> [SHORT EXERCISE] Transcribe the passage of the RAG architecture text from "Retrieval-Augmented Generation (RAG)" up to and including "the Retrieval stage.".

> [TEXT SECTION]
—————

Coursify

Retrieval-Augmented Generation (RAG) — From Fundamentals to Production-Ready Agentic RAG Systems

RAG Architecture Deep Dive

30 mins

Explore the three-stage RAG architecture — Indexing, Retrieval, and Generation. Learn how data transforms from raw files into a dynamic AI brain.

Learning Goals

  • Identify the three primary stages of the RAG architecture.
  • Trace the data flow through Indexing (Ingest, Chunk, Embed, Store).
  • Understand the role of the Vector Database in the Retrieval stage.

The 3 Pillars of RAG

A professional RAG system is not just one script; it is a multi-stage data pipeline. To build one, you must master three distinct architectural stages:

  1. Indexing (Offline): Preparing your data. This happens before the user asks a question.

—————

> [DATA]
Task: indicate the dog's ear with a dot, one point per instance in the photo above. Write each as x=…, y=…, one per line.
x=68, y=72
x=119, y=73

—————

> [SOLVED PROBLEM]
Retrieval-Augmented Generation (RAG) — From Fundamentals to Production-Ready Agentic RAG Systems

RAG Architecture Deep Dive

30 mins

Explore the three-stage RAG architecture — Indexing, Retrieval, and Generation. Learn how data transforms from raw files into a dynamic AI brain.

Learning Goals

  • Identify the three primary stages of the RAG architecture.
  • Trace the data flow through Indexing (Ingest, Chunk, Embed, Store).
  • Understand the role of the Vector Database in the Retrieval stage.